* Brief *
Copy out all of the material exactly as presented.

━━ Records provided

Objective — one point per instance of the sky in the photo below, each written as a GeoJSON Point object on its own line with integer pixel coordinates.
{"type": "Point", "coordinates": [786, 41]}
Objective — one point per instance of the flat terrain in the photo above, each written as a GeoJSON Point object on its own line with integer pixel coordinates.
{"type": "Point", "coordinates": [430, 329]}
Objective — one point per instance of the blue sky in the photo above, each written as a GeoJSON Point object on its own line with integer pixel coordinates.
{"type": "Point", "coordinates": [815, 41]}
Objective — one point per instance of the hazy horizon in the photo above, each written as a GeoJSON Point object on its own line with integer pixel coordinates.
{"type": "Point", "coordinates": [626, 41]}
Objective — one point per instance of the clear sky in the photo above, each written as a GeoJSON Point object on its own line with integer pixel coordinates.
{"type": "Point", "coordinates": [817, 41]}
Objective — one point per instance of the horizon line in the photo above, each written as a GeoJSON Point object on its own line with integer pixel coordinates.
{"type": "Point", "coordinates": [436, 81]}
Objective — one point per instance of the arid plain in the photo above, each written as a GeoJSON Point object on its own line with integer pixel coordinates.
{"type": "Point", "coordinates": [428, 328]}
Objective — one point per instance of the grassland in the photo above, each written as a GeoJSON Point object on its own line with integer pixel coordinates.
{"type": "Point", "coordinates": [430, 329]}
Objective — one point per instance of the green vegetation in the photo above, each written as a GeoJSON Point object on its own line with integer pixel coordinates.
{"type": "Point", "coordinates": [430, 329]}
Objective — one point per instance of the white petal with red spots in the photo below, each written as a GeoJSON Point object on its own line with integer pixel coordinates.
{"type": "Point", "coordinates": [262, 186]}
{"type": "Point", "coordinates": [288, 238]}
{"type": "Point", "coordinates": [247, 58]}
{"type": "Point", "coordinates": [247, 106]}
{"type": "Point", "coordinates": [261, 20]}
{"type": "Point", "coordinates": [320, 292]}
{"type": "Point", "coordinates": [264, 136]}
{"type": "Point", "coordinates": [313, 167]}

━━━━

* Answer to the exercise *
Objective — one point per instance of the sky in the photo below, each written as a GeoJSON Point object on its own line with integer pixel coordinates.
{"type": "Point", "coordinates": [786, 41]}
Objective — one point per instance of the flat terrain in the photo above, each written as a GeoJSON Point object on its own line with integer pixel coordinates.
{"type": "Point", "coordinates": [430, 329]}
Objective — one point per instance of the blue sky in the photo above, each written as a GeoJSON Point object on its own line with integer pixel coordinates.
{"type": "Point", "coordinates": [815, 41]}
Objective — one point per instance of the hazy horizon in the photo above, each written as a GeoJSON Point object on its own line with integer pixel coordinates.
{"type": "Point", "coordinates": [626, 41]}
Objective — one point per instance of the clear sky in the photo above, each written as a GeoJSON Point object on its own line with integer pixel coordinates.
{"type": "Point", "coordinates": [817, 41]}
Objective — one point per instance of the horizon line in the photo above, each written as a GeoJSON Point object on its own line with integer pixel coordinates.
{"type": "Point", "coordinates": [436, 81]}
Objective — one point per instance of the arid plain in the photo above, each written as a GeoJSON Point object on its own line with integer pixel coordinates.
{"type": "Point", "coordinates": [428, 328]}
Objective — one point per instance of the grassland in the photo above, each written as a GeoJSON Point object on its own line with integer pixel coordinates.
{"type": "Point", "coordinates": [430, 329]}
Objective — one point per instance of the green vegetation in the photo above, each written as a GeoJSON Point object on its own line with integer pixel coordinates.
{"type": "Point", "coordinates": [430, 329]}
Objective — one point per instance of the white petal with red spots in the photo below, each written as a GeoJSON Point object on its own line with integer pixel coordinates.
{"type": "Point", "coordinates": [262, 186]}
{"type": "Point", "coordinates": [288, 238]}
{"type": "Point", "coordinates": [247, 58]}
{"type": "Point", "coordinates": [247, 106]}
{"type": "Point", "coordinates": [261, 20]}
{"type": "Point", "coordinates": [320, 292]}
{"type": "Point", "coordinates": [264, 136]}
{"type": "Point", "coordinates": [313, 167]}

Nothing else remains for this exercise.